# Selected excerpt
☆ ☆ ☆

# pearl guramis male/female ratio



## Anafranil (Mar 15, 2005)

Is 6 males to 1 female a very bad ratio for these fish?


----------



## Logan's Daddy (May 3, 2008)

I think I would try to go for exactly the opposite, In my experiences the males can get just a bit territorial, and they like to fight over females, may not be as much of a problem in a large tank, what size will you be keeping them in?


----------



## Diana K (Dec 20, 2007)

Pearls Gouramis are among the more peaceful of Gouramis, but I would not keep more than one male in a tank, and monitor him, some are more aggressive than others. Most females will get along pretty well, but even there I would be sure it is a very large tank, and has lots of plants, driftwood and other things that create territory markers and line-of-site barriers at the surface. 
These are not social fish. They are better without their relatives (Pearl Gouramis or other Anabantoids) in the tank.


----------



## Anafranil (Mar 15, 2005)

The tank is 70g,lots of plants,the males seem to be doing well with occational brief fights that last seconds.The female looks like is not in top condition probably because of pressure from the males.I cannot add more females to brake the bad ratio so I'm thinking of removing the female from the tank and not do the same mistake again in the future.Is this the more reasonable thing to do?Also if this was the only species of fish in a tank of this size how many females and how many males would you choose to add?

☆ ☆ ☆

# Dataset content
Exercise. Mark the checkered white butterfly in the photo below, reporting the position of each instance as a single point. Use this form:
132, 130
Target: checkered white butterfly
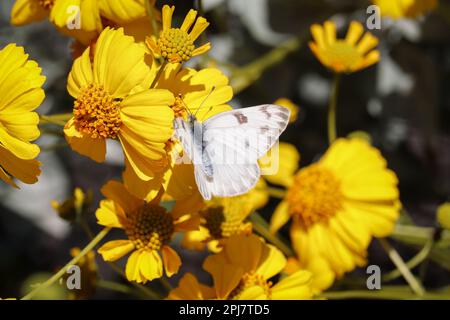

☆ ☆ ☆

# What needs to be done
Retype the pearl gourami thread from "# pearl guramis" down to "(May 3, 2008)", word for word.

# Result of this task
# pearl guramis male/female ratio



## Anafranil (Mar 15, 2005)

Is 6 males to 1 female a very bad ratio for these fish?


----------



## Logan's Daddy (May 3, 2008)